ZIEL 1
Ändere den Text über die Rechte der LGBTQI+ Community ab, indem du ihn von „Frauen mit Regenbogenflagge“ bis einschließlich „Fall sein könnte.“ wiedergibst und dabei „achtsam“ durch „vorsichtig“ ersetzt.
ZIEL 2
Führe den Text über die Rechte der LGBTQI+ Community nach seinem letzten Satz weiter.

---------- TEXTABSCHNITT

Frauen mit Regenbogenflagge als Bemalung- Rechte der LGBTQI+ Community
Foto: Anna Shvets via pexels.com
Triggerwarnung: In diesem Artikel geht es um schwierige Gefühle und persönliche Erfahrungen, die bei manchen Leser*innen unangenehme Erinnerungen oder Flashbacks auslösen können. Der Text kann dich triggern, da er sich mit Themen wie geistiger Gesundheit, Belästigung, Diskriminierungserfahrungen, Suizid, Gewalt oder Ähnlichem auseinandersetzt. Bei manchen Menschen können diese Themen negative Reaktionen auslösen. Bitte sei achtsam oder lies diesen Beitrag lieber nicht, wenn das bei dir der Fall sein könnte.

--------------------
---------- ANGEZEIGTE INFORMATIONEN

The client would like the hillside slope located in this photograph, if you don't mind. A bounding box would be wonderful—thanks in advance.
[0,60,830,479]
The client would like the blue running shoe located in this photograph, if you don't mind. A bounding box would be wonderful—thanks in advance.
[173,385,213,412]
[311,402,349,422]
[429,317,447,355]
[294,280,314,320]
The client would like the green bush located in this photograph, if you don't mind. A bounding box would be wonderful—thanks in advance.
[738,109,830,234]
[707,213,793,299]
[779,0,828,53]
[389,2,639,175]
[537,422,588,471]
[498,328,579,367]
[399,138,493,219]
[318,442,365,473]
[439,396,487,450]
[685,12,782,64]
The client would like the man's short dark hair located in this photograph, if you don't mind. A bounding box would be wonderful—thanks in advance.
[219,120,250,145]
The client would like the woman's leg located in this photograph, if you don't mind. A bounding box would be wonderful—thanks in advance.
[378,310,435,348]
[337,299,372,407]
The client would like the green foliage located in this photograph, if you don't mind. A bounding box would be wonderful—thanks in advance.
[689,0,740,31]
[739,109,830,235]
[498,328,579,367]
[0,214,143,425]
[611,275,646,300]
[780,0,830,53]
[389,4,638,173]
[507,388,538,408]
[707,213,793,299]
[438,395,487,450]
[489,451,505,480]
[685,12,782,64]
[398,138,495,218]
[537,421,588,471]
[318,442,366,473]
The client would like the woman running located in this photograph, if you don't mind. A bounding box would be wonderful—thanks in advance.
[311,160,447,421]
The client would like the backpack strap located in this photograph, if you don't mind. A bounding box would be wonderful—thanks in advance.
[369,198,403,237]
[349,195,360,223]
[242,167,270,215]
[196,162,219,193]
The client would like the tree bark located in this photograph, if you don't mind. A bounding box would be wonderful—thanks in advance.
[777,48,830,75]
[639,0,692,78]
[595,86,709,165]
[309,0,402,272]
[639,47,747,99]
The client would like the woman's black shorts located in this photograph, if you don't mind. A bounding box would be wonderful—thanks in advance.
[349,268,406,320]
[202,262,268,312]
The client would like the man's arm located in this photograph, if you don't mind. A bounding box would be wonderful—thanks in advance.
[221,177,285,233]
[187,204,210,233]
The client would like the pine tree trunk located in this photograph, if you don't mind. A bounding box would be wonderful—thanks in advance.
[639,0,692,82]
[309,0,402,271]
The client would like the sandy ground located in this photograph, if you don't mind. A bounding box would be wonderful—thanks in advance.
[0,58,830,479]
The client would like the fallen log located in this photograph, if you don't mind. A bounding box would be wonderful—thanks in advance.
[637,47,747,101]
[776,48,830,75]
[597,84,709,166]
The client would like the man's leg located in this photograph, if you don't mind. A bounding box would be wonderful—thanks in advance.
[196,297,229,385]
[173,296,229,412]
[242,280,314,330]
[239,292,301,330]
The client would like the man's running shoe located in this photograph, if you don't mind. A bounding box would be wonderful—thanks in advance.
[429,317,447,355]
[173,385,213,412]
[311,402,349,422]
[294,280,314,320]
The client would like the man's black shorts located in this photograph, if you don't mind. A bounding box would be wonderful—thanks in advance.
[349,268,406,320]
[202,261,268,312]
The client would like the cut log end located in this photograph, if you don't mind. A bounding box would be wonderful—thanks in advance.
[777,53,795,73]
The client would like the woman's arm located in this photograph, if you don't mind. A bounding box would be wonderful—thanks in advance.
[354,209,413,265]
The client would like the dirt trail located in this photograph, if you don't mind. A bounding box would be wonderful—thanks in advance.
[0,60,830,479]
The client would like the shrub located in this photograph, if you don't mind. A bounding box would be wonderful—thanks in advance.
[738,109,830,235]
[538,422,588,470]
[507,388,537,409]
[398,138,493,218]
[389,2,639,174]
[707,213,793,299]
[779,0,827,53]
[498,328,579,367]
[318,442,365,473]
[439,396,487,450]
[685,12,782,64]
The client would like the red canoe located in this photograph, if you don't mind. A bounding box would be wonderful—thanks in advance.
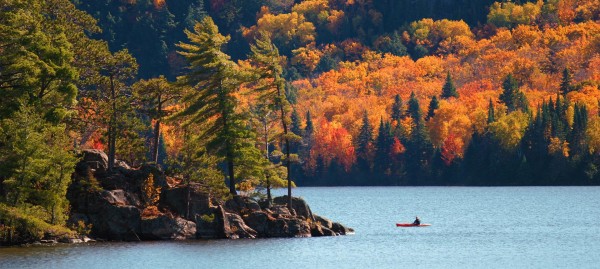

--------------------

ANTWORT 1
Frauen mit Regenbogenflagge als Bemalung- Rechte der LGBTQI+ Community
Foto: Anna Shvets via pexels.com
Triggerwarnung: In diesem Artikel geht es um schwierige Gefühle und persönliche Erfahrungen, die bei manchen Leser*innen unangenehme Erinnerungen oder Flashbacks auslösen können. Der Text kann dich triggern, da er sich mit Themen wie geistiger Gesundheit, Belästigung, Diskriminierungserfahrungen, Suizid, Gewalt oder Ähnlichem auseinandersetzt. Bei manchen Menschen können diese Themen negative Reaktionen auslösen. Bitte sei vorsichtig oder lies diesen Beitrag lieber nicht, wenn das bei dir der Fall sein könnte.

ANTWORT 2
Noch immer können queere Menschen ihre sexuelle Orientierung und Identität nicht frei ausleben. Der “Tag des Coming-outs” am 11. Oktober ist deshalb ein guter Anlass, sich mit der Lebensrealität von Menschen der LGBTQI+ Community weltweit zu befassen. Doch was ist eigentlich ein “Coming-out”, wofür steht LGBTQI+ und was versteht man unter “queer”? Erfahre jetzt, was die wichtigsten Begriffe der Community bedeuten und wie du helfen kannst, Vielfalt noch sichtbarer zu machen.
Was ist ein “Coming-out”?
Im Generellen bedeutet “Coming-out“ (Englisch) herauskommen, etwas öffentlich machen. In Bezug auf die sexuelle Orientierung heißt das für homosexuelle Menschen ihre gleichgeschlechtliche Liebe kundzutun. Das ist häufig nötig, weil die meisten von uns noch in einer Gesellschaft leben, in der die soziale Erwartung herrscht, sich als männlich oder weiblich zu definieren und eine Beziehung mit dem anderen Geschlecht einzugehen.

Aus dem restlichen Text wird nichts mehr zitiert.